(Source data)
###

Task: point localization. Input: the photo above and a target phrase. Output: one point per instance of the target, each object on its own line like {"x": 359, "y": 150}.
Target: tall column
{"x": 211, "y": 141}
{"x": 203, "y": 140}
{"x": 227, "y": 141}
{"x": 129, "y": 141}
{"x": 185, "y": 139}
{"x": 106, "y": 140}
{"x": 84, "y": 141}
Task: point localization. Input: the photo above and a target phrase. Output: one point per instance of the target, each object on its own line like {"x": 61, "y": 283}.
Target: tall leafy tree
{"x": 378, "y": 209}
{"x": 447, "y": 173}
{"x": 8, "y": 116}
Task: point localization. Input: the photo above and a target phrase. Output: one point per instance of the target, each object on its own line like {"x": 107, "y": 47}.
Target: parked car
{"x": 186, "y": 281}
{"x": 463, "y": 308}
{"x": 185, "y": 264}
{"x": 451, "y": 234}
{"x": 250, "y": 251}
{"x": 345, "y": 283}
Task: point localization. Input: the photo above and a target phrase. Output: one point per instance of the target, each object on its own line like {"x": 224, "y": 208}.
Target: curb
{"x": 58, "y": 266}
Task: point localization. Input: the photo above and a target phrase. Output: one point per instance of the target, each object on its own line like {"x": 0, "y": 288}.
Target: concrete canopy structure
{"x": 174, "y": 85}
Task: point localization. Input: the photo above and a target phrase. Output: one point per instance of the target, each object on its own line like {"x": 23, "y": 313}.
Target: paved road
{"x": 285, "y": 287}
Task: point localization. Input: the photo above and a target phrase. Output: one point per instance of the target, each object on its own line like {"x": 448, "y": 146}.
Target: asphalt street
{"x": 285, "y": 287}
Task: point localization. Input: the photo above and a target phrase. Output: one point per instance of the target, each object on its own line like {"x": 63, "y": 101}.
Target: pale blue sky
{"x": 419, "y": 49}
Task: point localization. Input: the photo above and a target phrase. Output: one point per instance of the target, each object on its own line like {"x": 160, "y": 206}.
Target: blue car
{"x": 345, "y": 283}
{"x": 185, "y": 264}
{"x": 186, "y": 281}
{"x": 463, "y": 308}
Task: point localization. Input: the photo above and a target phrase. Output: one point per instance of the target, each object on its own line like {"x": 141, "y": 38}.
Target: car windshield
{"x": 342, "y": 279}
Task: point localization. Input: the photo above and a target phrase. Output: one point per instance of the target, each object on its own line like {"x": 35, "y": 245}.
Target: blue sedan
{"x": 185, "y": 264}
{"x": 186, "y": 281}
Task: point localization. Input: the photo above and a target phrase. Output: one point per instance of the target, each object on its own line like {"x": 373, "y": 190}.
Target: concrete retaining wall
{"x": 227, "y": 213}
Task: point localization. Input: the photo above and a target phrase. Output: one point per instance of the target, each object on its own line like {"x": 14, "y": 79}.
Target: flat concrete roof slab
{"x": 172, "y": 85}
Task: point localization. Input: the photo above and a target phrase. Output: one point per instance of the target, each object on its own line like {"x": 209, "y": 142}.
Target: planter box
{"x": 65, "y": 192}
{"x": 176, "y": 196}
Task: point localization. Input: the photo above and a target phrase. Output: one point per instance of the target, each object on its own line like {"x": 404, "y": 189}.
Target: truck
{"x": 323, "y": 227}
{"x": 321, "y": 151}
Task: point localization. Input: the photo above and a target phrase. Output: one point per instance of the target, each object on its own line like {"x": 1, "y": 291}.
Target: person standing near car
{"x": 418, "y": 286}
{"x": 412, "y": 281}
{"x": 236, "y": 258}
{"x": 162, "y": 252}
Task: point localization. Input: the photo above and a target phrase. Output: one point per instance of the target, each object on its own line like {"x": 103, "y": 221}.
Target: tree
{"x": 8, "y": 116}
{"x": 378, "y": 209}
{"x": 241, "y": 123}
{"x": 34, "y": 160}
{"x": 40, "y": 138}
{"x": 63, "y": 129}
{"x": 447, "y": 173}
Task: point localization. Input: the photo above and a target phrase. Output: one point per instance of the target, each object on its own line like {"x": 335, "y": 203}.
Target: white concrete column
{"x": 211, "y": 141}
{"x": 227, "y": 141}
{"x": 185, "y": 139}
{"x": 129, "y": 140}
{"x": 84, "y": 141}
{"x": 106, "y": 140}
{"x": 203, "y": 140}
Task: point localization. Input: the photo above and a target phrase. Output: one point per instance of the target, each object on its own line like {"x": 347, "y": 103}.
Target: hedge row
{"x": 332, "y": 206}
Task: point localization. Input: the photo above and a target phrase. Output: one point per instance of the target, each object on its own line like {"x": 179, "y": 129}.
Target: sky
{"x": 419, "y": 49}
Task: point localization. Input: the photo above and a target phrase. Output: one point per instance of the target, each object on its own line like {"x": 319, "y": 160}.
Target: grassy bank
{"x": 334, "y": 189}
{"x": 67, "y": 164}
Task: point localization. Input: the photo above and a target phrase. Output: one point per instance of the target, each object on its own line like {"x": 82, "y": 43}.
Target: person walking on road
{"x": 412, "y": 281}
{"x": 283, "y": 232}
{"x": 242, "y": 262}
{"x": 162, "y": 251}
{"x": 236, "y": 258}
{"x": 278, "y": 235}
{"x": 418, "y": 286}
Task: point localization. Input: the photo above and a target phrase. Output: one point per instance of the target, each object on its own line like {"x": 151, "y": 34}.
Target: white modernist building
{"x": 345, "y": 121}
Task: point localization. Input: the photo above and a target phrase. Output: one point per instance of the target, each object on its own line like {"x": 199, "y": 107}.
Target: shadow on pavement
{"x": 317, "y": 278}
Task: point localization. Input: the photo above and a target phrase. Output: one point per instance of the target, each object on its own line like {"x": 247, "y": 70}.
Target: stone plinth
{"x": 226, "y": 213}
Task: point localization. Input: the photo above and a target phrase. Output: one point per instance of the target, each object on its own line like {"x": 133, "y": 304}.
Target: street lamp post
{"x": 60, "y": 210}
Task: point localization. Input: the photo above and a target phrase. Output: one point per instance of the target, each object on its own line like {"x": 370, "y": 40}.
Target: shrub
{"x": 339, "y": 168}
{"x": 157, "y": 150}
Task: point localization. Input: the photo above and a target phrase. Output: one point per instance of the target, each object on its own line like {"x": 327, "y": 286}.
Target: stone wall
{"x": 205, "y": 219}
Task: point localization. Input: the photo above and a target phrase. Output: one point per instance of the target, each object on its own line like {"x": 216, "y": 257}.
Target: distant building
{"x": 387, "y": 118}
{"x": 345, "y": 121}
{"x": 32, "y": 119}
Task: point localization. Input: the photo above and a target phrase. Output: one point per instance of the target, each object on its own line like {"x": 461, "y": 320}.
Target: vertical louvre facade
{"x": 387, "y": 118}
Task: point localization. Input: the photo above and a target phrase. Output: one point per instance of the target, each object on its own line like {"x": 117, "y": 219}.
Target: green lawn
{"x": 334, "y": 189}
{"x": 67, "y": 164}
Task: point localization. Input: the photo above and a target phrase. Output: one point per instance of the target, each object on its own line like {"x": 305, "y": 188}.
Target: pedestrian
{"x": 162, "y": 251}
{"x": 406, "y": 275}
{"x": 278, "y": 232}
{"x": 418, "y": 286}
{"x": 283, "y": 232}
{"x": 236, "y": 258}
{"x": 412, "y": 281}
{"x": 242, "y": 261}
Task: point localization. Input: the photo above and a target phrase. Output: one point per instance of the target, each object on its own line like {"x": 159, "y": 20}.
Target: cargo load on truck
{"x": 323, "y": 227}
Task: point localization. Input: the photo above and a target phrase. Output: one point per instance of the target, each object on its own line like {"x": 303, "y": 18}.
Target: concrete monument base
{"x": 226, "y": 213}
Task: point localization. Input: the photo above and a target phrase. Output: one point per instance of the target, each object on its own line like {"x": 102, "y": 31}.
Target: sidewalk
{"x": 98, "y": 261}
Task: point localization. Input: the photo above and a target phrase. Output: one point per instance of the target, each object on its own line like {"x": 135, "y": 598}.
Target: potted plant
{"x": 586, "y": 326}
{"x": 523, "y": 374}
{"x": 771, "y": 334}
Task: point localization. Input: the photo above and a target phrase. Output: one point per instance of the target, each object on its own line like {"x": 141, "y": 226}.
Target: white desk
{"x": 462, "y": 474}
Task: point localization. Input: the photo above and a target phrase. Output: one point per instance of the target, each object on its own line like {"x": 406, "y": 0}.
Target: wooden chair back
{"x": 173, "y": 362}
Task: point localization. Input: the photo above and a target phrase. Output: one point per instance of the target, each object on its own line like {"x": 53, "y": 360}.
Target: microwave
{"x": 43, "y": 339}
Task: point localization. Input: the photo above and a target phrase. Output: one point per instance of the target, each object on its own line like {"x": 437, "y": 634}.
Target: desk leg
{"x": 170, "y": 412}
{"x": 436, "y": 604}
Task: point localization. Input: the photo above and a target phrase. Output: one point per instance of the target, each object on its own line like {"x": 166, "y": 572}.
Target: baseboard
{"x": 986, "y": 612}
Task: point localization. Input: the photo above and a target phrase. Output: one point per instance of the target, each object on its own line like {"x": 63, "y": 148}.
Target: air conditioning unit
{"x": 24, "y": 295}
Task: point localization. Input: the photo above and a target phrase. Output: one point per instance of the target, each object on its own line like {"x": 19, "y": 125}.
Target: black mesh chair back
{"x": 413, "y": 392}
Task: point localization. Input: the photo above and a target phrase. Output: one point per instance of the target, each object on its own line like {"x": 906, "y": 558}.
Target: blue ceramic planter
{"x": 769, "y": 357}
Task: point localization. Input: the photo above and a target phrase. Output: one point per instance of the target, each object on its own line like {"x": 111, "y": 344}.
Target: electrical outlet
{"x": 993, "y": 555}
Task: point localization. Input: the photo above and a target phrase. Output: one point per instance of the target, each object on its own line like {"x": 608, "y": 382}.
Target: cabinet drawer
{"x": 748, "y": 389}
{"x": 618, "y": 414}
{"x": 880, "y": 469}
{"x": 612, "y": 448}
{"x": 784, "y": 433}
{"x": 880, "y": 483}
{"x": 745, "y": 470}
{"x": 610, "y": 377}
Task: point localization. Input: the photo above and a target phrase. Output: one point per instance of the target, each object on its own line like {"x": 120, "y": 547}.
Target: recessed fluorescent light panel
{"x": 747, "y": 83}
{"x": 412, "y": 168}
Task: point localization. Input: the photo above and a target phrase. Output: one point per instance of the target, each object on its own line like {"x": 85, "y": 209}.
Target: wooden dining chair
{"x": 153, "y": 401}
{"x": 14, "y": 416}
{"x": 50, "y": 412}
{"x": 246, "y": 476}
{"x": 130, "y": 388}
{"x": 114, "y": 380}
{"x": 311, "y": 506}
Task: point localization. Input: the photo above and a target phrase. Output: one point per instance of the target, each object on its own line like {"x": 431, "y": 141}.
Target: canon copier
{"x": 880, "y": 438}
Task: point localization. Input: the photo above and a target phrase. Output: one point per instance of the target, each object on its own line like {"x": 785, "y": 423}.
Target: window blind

###

● **Short exercise**:
Report each line in the listing that contains the string "white". Case counts.

● **The reply**:
Target: white concrete column
Target: white modernist building
Target: white desk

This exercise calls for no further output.